Ersetze im gesamten Material jedes "gets a single pin" durch "receives exactly one pin" und gib alles andere unverändert wieder.

────────

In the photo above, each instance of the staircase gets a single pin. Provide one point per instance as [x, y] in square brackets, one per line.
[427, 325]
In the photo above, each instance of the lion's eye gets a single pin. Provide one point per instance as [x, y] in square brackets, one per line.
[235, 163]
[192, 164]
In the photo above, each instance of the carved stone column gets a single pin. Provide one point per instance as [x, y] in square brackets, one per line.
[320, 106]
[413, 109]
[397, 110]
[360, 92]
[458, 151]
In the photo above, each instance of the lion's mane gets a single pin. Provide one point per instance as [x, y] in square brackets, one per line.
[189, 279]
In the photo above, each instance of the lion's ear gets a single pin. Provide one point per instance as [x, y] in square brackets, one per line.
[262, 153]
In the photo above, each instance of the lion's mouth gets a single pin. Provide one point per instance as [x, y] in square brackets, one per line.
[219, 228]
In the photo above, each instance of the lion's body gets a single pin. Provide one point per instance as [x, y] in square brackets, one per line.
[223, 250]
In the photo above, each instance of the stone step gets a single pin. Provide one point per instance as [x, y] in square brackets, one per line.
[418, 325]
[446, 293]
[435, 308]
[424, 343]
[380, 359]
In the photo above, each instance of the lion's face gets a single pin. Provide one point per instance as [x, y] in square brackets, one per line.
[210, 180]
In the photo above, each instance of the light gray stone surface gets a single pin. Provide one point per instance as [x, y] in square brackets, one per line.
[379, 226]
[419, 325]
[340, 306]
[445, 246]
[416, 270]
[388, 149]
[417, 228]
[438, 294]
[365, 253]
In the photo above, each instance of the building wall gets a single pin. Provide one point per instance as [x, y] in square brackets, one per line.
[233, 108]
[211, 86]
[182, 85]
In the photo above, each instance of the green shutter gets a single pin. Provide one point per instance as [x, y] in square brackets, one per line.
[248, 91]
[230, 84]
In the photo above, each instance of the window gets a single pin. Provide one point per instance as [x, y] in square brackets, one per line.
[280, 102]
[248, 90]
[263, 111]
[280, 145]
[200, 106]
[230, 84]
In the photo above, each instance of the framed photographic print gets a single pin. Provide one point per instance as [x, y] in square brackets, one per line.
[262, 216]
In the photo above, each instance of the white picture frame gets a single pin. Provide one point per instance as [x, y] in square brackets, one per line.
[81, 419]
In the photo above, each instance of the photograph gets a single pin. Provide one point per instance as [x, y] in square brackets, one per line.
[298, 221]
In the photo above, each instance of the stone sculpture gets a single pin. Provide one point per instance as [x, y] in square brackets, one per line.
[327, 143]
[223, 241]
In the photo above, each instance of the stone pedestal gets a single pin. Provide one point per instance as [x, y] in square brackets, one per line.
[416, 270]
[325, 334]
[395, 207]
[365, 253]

────────

◆ LÖSUNG DER AUFGABE ◆
In the photo above, each instance of the staircase receives exactly one pin. Provide one point per instance as [x, y] in square brackets, one per line.
[427, 325]
In the photo above, each instance of the lion's eye receives exactly one pin. Provide one point per instance as [x, y] in square brackets, one per line.
[235, 163]
[192, 164]
In the photo above, each instance of the carved stone column receives exactly one pin. Provide one point per instance as [x, y] in square brackets, one per line.
[320, 106]
[413, 109]
[397, 110]
[360, 92]
[458, 151]
In the photo above, each instance of the lion's mane receives exactly one pin. Provide one point per instance as [x, y] in square brackets, one per line.
[189, 279]
In the photo above, each instance of the lion's ear receives exactly one pin. Provide one point per instance as [x, y] in square brackets, one per line.
[262, 153]
In the photo above, each instance of the lion's mouth receives exactly one pin. Provide one point per instance as [x, y] in square brackets, one per line.
[219, 228]
In the photo above, each instance of the lion's body receives exactly one pin. Provide one point per instance as [x, y] in square brackets, one per line.
[223, 250]
In the photo above, each instance of the stone step receives exactly one pin. Provide one point per instance as [x, y] in square brackets, one per line.
[418, 325]
[446, 293]
[435, 308]
[424, 343]
[380, 359]
In the photo above, each instance of the lion's face receives exactly one pin. Provide one point per instance as [x, y] in square brackets, one per line.
[210, 180]
In the photo above, each instance of the light gray stone surface receives exactly one pin. Provide one point per instance as [x, y] in square brackets, one per line.
[379, 226]
[419, 325]
[340, 306]
[445, 246]
[416, 270]
[388, 149]
[417, 228]
[438, 294]
[365, 253]
In the photo above, each instance of the building wall receives exactly one pin. Provide one point per instance as [x, y] in square brackets, one per line.
[233, 108]
[211, 86]
[182, 85]
In the photo above, each instance of the green shutter receives exactly one pin. Provide one point per instance as [x, y] in square brackets, one per line.
[248, 91]
[230, 84]
In the photo above, each instance of the window receives exactly one pin. Provide one point per instance as [x, y] in square brackets, one per line.
[280, 102]
[248, 90]
[263, 111]
[280, 145]
[200, 106]
[230, 84]
In the photo above, each instance of the framed photographic print receives exactly one pin. Provide one point per instance as [x, y] in square brackets, one per line.
[262, 216]
In the photo above, each instance of the white picture frame receives exactly one pin. Provide one point per instance as [x, y] in square brackets, one per line.
[81, 419]
In the photo above, each instance of the photograph receives exactly one pin. Provide one point per instance as [x, y] in square brackets, one per line.
[298, 221]
In the photo above, each instance of the stone sculpture receives exactly one pin. Provide one point per instance as [x, y] in square brackets, one per line.
[327, 143]
[223, 241]
In the photo above, each instance of the stone pedestal receives exactly one pin. Provide one point per instance as [x, y] in square brackets, one per line.
[416, 270]
[325, 334]
[395, 207]
[365, 253]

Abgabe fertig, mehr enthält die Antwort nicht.